─── Available data ───
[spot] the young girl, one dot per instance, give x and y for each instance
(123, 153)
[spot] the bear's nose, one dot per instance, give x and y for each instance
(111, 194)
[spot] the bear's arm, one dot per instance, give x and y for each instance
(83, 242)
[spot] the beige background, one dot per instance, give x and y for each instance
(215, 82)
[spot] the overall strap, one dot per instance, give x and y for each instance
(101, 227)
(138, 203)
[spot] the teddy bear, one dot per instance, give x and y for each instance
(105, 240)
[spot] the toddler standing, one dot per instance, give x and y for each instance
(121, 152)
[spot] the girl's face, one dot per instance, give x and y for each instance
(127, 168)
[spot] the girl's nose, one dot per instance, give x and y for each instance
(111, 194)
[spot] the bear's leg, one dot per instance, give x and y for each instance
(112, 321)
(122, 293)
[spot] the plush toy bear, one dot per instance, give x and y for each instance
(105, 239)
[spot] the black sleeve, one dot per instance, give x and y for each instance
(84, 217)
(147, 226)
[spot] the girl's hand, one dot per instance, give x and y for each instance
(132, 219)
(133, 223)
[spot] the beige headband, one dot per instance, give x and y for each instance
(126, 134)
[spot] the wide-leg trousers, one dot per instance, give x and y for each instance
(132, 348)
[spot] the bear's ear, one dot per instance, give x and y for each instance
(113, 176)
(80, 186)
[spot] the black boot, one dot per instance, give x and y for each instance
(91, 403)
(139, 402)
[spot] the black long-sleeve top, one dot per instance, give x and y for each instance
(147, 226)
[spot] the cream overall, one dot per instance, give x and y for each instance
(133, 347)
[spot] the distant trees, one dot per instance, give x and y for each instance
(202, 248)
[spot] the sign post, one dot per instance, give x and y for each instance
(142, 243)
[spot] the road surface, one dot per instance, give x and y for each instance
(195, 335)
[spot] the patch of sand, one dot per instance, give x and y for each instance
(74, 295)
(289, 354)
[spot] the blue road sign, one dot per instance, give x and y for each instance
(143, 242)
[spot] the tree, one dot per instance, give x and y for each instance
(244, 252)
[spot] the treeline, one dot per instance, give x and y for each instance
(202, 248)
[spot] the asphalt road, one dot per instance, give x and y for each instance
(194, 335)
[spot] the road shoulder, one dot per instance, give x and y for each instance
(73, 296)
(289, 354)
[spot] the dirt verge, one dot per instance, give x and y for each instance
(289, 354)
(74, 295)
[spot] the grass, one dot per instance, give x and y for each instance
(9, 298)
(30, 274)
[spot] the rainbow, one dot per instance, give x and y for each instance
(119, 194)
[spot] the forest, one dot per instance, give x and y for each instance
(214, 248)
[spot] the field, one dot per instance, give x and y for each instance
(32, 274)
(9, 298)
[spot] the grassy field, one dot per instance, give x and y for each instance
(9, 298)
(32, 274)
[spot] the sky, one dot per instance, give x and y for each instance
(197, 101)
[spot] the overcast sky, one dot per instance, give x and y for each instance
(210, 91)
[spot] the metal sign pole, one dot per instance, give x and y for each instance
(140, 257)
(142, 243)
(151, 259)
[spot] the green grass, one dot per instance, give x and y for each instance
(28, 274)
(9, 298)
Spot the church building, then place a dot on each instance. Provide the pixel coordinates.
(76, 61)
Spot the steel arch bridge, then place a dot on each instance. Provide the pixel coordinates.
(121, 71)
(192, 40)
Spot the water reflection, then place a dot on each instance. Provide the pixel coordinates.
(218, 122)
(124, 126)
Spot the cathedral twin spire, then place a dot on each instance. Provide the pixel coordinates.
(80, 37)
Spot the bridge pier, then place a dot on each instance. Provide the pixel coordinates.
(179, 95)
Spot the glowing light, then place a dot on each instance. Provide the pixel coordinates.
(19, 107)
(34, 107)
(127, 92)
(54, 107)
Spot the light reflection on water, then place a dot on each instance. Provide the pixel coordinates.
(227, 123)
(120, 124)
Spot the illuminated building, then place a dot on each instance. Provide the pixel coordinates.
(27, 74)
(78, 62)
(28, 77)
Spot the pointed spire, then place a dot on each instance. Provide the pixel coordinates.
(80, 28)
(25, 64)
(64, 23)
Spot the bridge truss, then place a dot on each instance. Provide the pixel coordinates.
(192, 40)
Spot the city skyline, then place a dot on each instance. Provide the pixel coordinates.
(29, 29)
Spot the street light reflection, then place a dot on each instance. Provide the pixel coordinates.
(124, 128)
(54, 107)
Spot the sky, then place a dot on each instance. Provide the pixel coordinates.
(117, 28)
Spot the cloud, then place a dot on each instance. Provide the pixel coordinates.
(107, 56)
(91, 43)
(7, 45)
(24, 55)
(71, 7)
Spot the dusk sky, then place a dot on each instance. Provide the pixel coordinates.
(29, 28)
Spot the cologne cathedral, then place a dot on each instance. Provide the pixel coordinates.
───
[Task to complete]:
All records should be written out again exactly as given.

[Answer to this exercise]:
[spot] the young girl, one dot per instance, give x and y for each instance
(123, 153)
[spot] the bear's nose, one dot per instance, give x and y for each instance
(111, 194)
[spot] the bear's arm, one dot per instance, give x and y for each instance
(83, 242)
[spot] the beige background, one dot per instance, give x and y for each instance
(215, 82)
[spot] the overall strap, one dot per instance, give x and y for each instance
(101, 227)
(138, 203)
[spot] the teddy bear, one dot per instance, give x and y for each instance
(105, 240)
[spot] the toddler standing, one dot per instance, give x and y for each instance
(121, 152)
[spot] the girl's face, one dot per instance, give x and y for each instance
(127, 168)
[spot] the girl's nose, one dot per instance, give x and y for each instance
(111, 194)
[spot] the bear's leg, one dot per instance, give x and y for each instance
(112, 321)
(122, 293)
[spot] the plush toy bear, one dot per instance, give x and y for each instance
(105, 239)
[spot] the black sleeve, one dot per instance, give x and y for each instance
(84, 217)
(147, 226)
[spot] the girl's hand, one dot per instance, give x and y for each instance
(132, 219)
(133, 223)
[spot] the beige headband, one dot per instance, give x and y for each instance
(126, 134)
[spot] the wide-leg trousers, one dot per instance, give x and y for each instance
(132, 348)
[spot] the bear's ear, one dot per instance, give x and y for each instance
(113, 176)
(80, 186)
[spot] the black boot, one dot per instance, give x and y for each instance
(91, 403)
(139, 402)
[spot] the black long-sleeve top, one dot per instance, give x and y for each instance
(147, 226)
[spot] the cream overall, one dot per instance, give x and y for each instance
(133, 347)
[spot] the distant trees, one dot per instance, give x and y for each instance
(202, 248)
[spot] the sign post, one dot per instance, give x and y for each instance
(142, 243)
[spot] the road surface, one dot per instance, give x and y for each instance
(195, 335)
[spot] the patch of sand, one dot per instance, give x and y for each instance
(74, 295)
(289, 354)
[spot] the blue road sign, one dot per instance, give x and y for each instance
(143, 242)
[spot] the tree, one dot per instance, give x and y for each instance
(244, 252)
[spot] the treeline, one dot per instance, give x and y for each instance
(202, 248)
[spot] the asphalt road, one dot per instance, give x and y for each instance
(194, 335)
[spot] the road shoulder, one dot per instance, give x and y for each instance
(73, 296)
(289, 354)
[spot] the dirt verge, one dot per instance, give x and y for each instance
(289, 354)
(74, 295)
[spot] the grass, one dot per instance, give x and y for each instance
(9, 298)
(30, 274)
[spot] the rainbow, one dot per instance, give x and y for each instance
(119, 194)
[spot] the forest, one dot per instance, give x and y for each instance
(214, 248)
[spot] the field, one dot per instance, give x and y for each instance
(32, 274)
(9, 298)
[spot] the grassy field, one dot per instance, give x and y for each instance
(9, 298)
(32, 274)
[spot] the sky, one dot per instance, give x and y for each instance
(197, 101)
[spot] the overcast sky, one dot per instance, give x and y for each instance
(210, 91)
[spot] the metal sign pole, one dot per instance, give x and y for each instance
(140, 257)
(142, 243)
(151, 259)
[spot] the green grass, one dot per instance, give x and y for each instance
(28, 274)
(9, 298)
Spot the church building, then place a dot on each instance. Provide the pixel coordinates.
(76, 61)
Spot the steel arch bridge, then place a dot on each instance. Provide the pixel coordinates.
(121, 71)
(192, 40)
Spot the water reflection, then place a dot on each instance. Provide the pixel coordinates.
(218, 122)
(124, 126)
Spot the cathedral twin spire, then place a dot on each instance. Provide the pixel coordinates.
(80, 37)
Spot the bridge pier, then place a dot on each instance. Provide the pixel coordinates.
(179, 95)
Spot the glowing light, then place a dot on each instance. Provide the pixel coordinates.
(19, 107)
(34, 107)
(127, 92)
(54, 107)
Spot the light reflection on water, then place a dot on each instance. Provide the pixel coordinates.
(227, 123)
(120, 124)
Spot the illuminated building, then place a dot on each instance. Provide the pixel coordinates.
(27, 74)
(78, 62)
(28, 77)
Spot the pointed spire, then place a dot on each instance. Provide the pixel coordinates.
(80, 28)
(25, 64)
(64, 23)
Spot the bridge truss, then place a dot on each instance. Provide the pixel coordinates.
(192, 40)
Spot the city skyline, then place a dot on each instance. Provide the pixel coordinates.
(29, 29)
Spot the street light reflection, then place a dot on each instance. Provide the pixel coordinates.
(124, 128)
(54, 107)
Spot the sky, then place a dot on each instance. Provide the pixel coordinates.
(117, 28)
Spot the cloud, then place a dot on each instance. Provide the pixel coordinates.
(107, 56)
(91, 43)
(7, 45)
(24, 55)
(71, 7)
Spot the dusk sky, then place a dot on each instance. Provide the pixel coordinates.
(29, 28)
Spot the cologne cathedral, then place a dot on each instance. Provide the pixel coordinates.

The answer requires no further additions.